Auch wenn die Ansteckungszahlen bei uns derzeit niedrig sind, wenn sie es woanders nicht sind, wird es in einer globalen Gesellschaft alle betreffen. Was fällt Dir gerade besonders schwer?

Morgens aufzustehen, ich denke mir oft: „Oh Gott, oh Gott, oh Gott, in was für einer Welt leben wir da gerade?“, und dann mit der Zeit, wenn der Tag beginnt, verlässt mich diese Morgendepression, man macht halt sein Ding. Ist ja auch angenehm, dass der tägliche Stress mal wegfällt. Ich bin allein in meiner Wohnung. Stell Dir vor: Ich sehe seit Wochen niemanden, da muss man schon öfter einen Reality-Check mit sich selbst machen, um nicht komplett verrückt zu werden. 

„Wo sollen denn diese Leute hingehen?“

Gut, dass wir beide zumindest über Skype miteinander reden und uns sehen können! Wie geht es Deinen Freundinnen in New York gerade? Es sterben unglaublich viele Menschen um Dich herum, man kommt mit den Beerdigungen kaum nach, bekommst Du das mit?

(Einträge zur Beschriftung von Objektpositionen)
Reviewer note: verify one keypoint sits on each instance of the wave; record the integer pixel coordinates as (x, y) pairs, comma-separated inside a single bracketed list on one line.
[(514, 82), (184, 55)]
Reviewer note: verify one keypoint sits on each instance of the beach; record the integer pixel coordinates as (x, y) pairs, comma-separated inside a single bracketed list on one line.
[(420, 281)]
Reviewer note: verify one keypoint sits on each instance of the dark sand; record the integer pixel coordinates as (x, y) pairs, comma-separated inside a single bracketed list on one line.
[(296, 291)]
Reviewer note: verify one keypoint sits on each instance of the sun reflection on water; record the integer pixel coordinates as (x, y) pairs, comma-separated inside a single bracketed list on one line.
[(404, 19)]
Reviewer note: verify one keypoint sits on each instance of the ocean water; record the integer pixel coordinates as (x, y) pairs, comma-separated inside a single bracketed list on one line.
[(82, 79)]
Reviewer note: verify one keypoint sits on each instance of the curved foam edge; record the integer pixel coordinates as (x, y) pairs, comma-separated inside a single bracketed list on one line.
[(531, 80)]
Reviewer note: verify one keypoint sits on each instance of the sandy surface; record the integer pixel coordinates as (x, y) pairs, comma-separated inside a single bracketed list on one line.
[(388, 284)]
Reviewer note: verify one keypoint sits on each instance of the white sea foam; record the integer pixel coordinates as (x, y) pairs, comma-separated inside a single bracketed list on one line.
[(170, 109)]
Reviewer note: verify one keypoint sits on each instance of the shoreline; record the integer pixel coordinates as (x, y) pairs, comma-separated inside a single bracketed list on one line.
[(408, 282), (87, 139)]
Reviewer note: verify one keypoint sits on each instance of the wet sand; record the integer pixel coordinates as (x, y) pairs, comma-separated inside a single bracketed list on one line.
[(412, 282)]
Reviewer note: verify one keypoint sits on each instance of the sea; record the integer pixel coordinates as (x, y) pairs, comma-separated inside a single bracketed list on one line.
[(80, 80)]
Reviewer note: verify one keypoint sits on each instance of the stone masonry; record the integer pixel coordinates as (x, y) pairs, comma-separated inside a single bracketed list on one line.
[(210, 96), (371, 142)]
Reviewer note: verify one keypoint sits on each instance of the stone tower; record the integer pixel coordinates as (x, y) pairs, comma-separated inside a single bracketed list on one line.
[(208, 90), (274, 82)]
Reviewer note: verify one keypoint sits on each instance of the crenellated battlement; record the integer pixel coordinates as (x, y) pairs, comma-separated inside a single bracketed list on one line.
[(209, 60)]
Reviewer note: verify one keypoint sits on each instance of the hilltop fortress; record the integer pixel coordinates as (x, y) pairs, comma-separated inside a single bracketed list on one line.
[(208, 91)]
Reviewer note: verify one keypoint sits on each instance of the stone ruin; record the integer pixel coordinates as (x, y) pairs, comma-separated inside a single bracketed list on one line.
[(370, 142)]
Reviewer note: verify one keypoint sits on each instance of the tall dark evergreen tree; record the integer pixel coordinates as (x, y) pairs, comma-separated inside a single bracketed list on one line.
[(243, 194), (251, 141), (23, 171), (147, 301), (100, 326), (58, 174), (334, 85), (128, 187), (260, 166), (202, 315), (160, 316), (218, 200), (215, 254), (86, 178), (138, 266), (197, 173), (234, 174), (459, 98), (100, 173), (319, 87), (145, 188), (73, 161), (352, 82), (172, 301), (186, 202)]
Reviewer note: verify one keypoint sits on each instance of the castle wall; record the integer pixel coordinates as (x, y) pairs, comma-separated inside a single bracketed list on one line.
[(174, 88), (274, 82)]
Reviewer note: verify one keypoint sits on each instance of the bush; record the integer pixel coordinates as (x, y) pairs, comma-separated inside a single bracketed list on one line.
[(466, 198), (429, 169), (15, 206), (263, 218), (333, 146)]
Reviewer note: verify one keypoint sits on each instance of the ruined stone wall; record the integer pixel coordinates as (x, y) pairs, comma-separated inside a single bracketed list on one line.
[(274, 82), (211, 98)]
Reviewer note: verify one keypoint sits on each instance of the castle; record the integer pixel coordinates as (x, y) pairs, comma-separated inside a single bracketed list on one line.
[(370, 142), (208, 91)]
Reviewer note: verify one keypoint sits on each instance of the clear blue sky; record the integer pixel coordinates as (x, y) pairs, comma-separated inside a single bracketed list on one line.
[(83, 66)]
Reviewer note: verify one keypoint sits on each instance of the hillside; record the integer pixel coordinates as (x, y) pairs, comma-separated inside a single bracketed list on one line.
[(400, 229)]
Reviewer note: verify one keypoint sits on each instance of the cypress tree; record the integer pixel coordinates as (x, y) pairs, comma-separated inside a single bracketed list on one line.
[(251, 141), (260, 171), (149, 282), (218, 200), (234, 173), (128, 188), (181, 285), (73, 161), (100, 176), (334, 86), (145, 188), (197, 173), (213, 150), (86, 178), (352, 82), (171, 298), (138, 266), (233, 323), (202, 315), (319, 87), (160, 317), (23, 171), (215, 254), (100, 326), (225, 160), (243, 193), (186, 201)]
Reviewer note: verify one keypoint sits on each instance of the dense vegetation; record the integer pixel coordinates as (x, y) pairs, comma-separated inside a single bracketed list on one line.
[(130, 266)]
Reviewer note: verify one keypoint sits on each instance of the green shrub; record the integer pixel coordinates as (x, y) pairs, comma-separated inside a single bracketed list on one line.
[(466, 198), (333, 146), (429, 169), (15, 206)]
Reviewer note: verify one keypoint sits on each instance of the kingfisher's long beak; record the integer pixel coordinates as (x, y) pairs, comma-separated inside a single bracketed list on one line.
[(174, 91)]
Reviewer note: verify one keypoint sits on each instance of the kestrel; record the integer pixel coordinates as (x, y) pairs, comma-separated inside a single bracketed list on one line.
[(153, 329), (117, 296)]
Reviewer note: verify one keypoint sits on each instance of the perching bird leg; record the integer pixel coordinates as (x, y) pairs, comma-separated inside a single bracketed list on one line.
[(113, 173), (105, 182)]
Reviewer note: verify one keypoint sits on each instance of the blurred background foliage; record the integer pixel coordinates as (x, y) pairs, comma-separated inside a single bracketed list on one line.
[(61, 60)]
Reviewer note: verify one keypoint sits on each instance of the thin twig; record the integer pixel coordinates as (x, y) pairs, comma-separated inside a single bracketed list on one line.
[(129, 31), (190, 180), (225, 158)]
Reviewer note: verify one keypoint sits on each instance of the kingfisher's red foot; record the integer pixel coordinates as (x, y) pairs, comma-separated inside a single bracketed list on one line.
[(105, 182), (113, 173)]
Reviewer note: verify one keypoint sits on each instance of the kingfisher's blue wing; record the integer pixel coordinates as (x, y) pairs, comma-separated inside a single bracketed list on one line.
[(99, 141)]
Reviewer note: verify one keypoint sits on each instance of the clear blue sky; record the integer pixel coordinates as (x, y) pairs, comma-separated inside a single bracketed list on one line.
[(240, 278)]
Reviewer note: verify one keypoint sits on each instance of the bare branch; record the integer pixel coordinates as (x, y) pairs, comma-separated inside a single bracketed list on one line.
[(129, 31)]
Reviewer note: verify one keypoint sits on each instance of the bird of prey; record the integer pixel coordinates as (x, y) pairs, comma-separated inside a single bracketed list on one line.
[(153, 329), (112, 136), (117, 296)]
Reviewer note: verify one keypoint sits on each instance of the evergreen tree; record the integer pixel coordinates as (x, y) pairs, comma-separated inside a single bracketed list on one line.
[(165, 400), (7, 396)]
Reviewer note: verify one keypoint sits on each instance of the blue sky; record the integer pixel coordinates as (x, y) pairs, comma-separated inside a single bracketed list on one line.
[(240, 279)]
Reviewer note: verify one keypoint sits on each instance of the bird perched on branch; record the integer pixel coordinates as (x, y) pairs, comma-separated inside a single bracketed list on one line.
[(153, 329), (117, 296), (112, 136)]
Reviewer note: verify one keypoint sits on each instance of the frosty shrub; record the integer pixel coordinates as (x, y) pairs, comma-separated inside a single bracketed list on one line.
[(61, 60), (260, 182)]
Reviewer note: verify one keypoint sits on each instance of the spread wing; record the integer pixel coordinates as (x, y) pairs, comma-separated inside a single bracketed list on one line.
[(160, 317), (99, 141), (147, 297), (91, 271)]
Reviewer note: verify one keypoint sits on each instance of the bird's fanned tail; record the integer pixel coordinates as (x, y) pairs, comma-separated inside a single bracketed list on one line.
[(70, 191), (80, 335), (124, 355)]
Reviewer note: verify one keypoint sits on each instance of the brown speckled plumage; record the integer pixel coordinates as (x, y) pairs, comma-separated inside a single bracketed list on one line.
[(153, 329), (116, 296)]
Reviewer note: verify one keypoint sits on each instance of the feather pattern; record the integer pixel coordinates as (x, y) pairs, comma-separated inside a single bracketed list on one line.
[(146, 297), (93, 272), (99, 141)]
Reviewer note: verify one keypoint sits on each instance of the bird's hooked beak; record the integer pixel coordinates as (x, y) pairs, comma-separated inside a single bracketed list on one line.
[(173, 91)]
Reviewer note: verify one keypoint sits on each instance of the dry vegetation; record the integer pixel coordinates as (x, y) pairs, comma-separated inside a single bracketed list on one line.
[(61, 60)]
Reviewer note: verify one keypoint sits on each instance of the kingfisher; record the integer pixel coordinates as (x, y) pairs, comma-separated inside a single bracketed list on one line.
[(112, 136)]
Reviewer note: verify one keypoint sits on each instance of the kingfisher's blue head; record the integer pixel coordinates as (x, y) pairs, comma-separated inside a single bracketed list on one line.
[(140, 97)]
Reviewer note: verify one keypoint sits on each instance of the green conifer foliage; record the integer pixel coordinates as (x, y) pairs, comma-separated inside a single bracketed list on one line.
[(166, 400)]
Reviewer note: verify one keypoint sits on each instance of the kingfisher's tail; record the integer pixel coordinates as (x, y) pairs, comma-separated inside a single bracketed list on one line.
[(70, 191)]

• ZU BEARBEITENDE AUFGABEN:
**A.** Wie lässt sich das Gespräch über die Ansteckungszahlen und das Alleinsein in zwei Sätzen zusammenfassen?
**B.** Wie könnte das Gespräch über die Ansteckungszahlen und das Alleinsein nach der Frage zu den Freundinnen in New York weitergehen? Führe es mit einer Antwort auf diese Frage fort.

• ANTWORTEN:
**A.** Im Gespräch heißt es, dass niedrige Ansteckungszahlen vor Ort in einer globalen Gesellschaft nicht genügen, wenn sie anderswo hoch sind, und es wird gefragt, was gerade besonders schwerfällt. Die Antwort nennt das Aufstehen am Morgen und das Alleinsein in der Wohnung, wo seit Wochen niemand zu sehen ist, worauf die Frage nach den Freundinnen in New York folgt, wo sehr viele Menschen sterben.

**B.**
New York ist so groß, da bekommt man nichts unmittelbar mit. Ich sitze in meinem Apartment und sehe wie Du die News im TV. Meine Freundinnen und ich sind total privilegiert, sitzen alle in unseren Luxusbuden und können uns finanziell wahrscheinlich noch ein paar Monate über Wasser halten, bevor die existenzielle Katastrophe eben auch für uns eintritt. Ich kann sogar noch kleine Aufträge für Magazine machen, die sich vereinzelt bei mir melden. Ein großes Shooting für Adidas jedoch – wie soll das in nächster Zeit realistisch sein?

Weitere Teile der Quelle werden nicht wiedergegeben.